Pointing dataset excerpts:
########
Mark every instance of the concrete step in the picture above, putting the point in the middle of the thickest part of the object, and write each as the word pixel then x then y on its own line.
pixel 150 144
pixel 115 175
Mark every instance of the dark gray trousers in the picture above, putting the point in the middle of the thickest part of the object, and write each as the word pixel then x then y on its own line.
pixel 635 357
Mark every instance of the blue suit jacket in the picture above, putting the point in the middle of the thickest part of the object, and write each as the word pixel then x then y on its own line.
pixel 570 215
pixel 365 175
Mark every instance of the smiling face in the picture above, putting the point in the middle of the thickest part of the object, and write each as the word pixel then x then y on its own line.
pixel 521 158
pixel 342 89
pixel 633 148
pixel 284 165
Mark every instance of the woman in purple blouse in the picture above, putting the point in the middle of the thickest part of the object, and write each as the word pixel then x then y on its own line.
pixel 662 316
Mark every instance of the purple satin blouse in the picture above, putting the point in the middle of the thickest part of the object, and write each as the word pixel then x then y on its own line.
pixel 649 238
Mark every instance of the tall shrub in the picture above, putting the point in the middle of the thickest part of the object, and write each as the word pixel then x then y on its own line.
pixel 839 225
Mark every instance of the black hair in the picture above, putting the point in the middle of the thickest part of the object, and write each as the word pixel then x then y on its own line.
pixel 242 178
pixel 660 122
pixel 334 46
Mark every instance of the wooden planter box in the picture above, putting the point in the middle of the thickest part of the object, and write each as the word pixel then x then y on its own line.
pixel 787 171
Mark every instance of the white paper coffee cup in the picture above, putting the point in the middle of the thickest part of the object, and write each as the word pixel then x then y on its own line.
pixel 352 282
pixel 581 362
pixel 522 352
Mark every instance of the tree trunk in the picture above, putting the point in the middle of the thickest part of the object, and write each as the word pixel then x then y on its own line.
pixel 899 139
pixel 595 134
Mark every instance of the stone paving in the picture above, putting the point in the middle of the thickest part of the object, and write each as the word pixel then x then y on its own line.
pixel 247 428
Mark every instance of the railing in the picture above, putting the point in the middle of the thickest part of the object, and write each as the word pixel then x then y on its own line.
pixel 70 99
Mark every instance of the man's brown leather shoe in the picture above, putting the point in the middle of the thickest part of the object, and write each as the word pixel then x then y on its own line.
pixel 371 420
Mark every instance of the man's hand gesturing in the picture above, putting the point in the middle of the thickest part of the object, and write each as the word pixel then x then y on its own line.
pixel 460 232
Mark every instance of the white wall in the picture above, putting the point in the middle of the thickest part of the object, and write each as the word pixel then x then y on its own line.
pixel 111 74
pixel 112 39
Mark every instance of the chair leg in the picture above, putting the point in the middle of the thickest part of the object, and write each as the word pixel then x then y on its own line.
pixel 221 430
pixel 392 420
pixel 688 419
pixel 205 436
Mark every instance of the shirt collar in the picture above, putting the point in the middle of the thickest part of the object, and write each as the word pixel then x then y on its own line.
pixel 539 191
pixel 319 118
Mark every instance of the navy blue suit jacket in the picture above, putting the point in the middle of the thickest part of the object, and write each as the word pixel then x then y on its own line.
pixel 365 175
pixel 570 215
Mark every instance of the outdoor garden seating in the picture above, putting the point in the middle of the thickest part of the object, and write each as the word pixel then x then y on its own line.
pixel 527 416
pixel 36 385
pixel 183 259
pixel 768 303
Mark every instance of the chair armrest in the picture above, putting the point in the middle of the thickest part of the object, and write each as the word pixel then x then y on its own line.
########
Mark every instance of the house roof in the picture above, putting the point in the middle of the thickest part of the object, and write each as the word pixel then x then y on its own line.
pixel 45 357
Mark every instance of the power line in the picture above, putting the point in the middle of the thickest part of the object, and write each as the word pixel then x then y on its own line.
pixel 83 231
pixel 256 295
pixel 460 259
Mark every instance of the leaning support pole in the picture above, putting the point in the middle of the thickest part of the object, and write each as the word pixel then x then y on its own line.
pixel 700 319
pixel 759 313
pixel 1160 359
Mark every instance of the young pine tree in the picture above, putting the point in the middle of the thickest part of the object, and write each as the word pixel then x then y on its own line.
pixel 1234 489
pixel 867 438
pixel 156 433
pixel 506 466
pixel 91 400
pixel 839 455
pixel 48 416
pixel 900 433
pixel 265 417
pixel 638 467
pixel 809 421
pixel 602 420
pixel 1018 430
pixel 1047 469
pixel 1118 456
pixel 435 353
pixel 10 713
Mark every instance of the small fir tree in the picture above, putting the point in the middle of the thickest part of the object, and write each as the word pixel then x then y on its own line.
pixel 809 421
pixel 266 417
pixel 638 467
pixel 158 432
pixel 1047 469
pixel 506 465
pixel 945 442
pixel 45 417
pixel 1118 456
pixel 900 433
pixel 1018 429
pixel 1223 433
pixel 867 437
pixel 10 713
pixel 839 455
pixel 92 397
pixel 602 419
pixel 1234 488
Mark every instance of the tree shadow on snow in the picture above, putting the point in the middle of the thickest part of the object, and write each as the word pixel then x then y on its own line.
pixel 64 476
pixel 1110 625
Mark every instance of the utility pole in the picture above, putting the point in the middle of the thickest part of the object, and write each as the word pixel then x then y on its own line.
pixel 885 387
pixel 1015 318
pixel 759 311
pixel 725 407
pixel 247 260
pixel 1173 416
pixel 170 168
########
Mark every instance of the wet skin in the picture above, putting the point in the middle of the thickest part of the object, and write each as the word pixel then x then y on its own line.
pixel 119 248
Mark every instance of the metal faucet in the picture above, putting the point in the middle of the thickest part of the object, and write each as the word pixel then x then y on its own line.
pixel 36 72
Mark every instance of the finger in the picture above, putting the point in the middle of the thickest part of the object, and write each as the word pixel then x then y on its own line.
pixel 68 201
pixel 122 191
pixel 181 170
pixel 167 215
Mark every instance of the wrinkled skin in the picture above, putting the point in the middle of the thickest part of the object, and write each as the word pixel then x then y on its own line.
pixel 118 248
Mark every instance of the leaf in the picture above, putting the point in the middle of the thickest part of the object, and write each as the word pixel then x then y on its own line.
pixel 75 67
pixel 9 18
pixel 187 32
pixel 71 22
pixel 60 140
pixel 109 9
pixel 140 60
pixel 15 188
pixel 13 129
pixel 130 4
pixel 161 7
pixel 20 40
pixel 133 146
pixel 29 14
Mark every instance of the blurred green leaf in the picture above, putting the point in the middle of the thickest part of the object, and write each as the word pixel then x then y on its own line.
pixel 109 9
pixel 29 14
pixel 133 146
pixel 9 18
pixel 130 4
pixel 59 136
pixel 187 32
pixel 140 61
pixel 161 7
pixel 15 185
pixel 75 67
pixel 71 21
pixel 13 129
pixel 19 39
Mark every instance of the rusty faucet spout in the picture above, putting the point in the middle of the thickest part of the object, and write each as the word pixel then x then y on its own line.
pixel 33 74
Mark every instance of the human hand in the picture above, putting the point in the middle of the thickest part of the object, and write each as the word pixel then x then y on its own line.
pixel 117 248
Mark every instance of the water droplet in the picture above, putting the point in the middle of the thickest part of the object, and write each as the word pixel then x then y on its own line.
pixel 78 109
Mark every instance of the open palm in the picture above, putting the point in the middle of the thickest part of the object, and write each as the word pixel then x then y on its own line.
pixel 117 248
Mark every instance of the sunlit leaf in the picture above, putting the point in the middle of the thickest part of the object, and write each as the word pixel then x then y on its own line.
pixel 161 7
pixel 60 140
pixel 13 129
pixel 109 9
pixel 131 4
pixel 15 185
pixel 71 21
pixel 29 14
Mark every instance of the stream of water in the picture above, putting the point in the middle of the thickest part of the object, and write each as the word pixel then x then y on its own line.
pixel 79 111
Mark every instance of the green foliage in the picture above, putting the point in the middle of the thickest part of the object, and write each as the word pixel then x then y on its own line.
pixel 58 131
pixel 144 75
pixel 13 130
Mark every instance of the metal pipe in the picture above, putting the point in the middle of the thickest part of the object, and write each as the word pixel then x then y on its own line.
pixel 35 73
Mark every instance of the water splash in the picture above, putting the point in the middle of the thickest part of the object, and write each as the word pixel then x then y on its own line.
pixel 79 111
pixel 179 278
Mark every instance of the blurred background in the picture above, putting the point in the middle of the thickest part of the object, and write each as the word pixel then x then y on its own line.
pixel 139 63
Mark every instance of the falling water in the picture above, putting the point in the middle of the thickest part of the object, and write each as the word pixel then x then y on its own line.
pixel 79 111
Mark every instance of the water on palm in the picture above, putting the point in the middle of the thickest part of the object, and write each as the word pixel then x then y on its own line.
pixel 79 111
########
Select every line in the material above that contains the word "metal" and copy each of those lines in full.

Mark every instance of the metal faucet in the picture above, putting the point in the middle of the thickest part of the object, and write each as the word pixel then x then y on its own line.
Mark every instance of the metal pipe in the picture above, putting the point in the middle of the thickest part of the object, and write each as the word pixel then x then y on its own line.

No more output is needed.